LESETEXT
In “An Obol for Charon”, so der etwas zu intellektuell selbstverliebte Titel dieser Folge, sind es gleich zwei extraterrestrische Entitäten, die versuchen, mit uns Menschen in Kontakt zu kommen. Deren Kommunikationsversuche haben allerdings fatale Konsequenzen. Das erste Wesen ist dabei eine großartige, trek-typische Science-Fiction-Fantasie: Eine Art uralter, lebender und denkender Planet blockt den Pfad der Discovery, als sie sich an die Verfolgung des verschollenen Spock machen will. Diese unheimliche Begegnung bringt vor allem Saru ins Schwitzen: Anscheinend löst der monströse Bremsklotz bei dem Kelpianer ein für seine Art typisches, unglücklicherweise aber unheilbares Fieber aus.

Gleichzeitig steckt auch die Discovery im Schwitzkasten: Durch das unsanfte Zusammentreffen mit dem mysteriösen Gigantenwesen haben die meisten Systeme des Raumschiffs versagt. Ein unterhaltsames Intermezzo mit dem kaputten Universalübersetzer kann der sprachbegabte Saru noch auflösen. Doch die Probleme im Maschinenraum sind weit größer. Dort ist das parasitäre Pilzwesen, dass Stamets in der vorangegangenen Folge recht unliebsam aus Tillys Körper entfernt hat, aus der Quarantäne ausgebrochen. Der “Blob”, wie Stamets es nennt, klammert sich umgehend wieder an die arme Tilly und schickt sie zurück auf den üblen Trip, dem sie eigentlich entkommen zu sein glaubte. Da erinnert sich Stamets an das Ende von Darren Aronofskys Psychofilm “Pi”, greift zum Akkuschrauber und stimmt mit Tilly David Bowie an.

ROHDATEN

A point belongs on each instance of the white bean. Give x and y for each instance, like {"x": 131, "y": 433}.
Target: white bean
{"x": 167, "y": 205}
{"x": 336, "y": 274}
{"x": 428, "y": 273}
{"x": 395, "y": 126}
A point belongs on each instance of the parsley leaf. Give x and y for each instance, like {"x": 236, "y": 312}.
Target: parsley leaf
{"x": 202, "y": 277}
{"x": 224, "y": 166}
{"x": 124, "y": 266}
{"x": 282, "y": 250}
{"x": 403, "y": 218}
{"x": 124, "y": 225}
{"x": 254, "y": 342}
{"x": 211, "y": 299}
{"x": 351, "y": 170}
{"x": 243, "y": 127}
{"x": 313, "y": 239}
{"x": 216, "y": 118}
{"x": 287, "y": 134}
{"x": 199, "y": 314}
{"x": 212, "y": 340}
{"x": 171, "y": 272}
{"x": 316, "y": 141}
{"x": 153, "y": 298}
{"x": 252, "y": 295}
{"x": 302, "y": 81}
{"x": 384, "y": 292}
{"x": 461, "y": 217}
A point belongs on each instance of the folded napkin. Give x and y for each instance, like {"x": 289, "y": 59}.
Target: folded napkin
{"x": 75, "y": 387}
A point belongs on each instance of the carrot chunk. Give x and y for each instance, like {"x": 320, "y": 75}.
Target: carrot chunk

AUFGABEN
(a) Beantworte anhand des Lesetexts jede Frage kurz:
(i) Welchen Titel trägt die Folge?
(ii) Was löst das riesige Wesen bei Saru aus?
(iii) Wie nennt Stamets das Pilzwesen?
(b) Schreib den Abschnitt des Lesetexts von „Gleichzeitig steckt auch“ bis „David Bowie an.“ noch einmal ab und tausche dabei „Universalübersetzer“ gegen „Übersetzungsgerät“.
Die Datensätze stehen in keinem Zusammenhang mit dem Lesetext.

LÖSUNGEN
(a)
(i) „An Obol for Charon“
(ii) Ein für seine Art typisches, aber unheilbares Fieber.
(iii) „Blob“

(b)
Gleichzeitig steckt auch die Discovery im Schwitzkasten: Durch das unsanfte Zusammentreffen mit dem mysteriösen Gigantenwesen haben die meisten Systeme des Raumschiffs versagt. Ein unterhaltsames Intermezzo mit dem kaputten Übersetzungsgerät kann der sprachbegabte Saru noch auflösen. Doch die Probleme im Maschinenraum sind weit größer. Dort ist das parasitäre Pilzwesen, dass Stamets in der vorangegangenen Folge recht unliebsam aus Tillys Körper entfernt hat, aus der Quarantäne ausgebrochen. Der “Blob”, wie Stamets es nennt, klammert sich umgehend wieder an die arme Tilly und schickt sie zurück auf den üblen Trip, dem sie eigentlich entkommen zu sein glaubte. Da erinnert sich Stamets an das Ende von Darren Aronofskys Psychofilm “Pi”, greift zum Akkuschrauber und stimmt mit Tilly David Bowie an.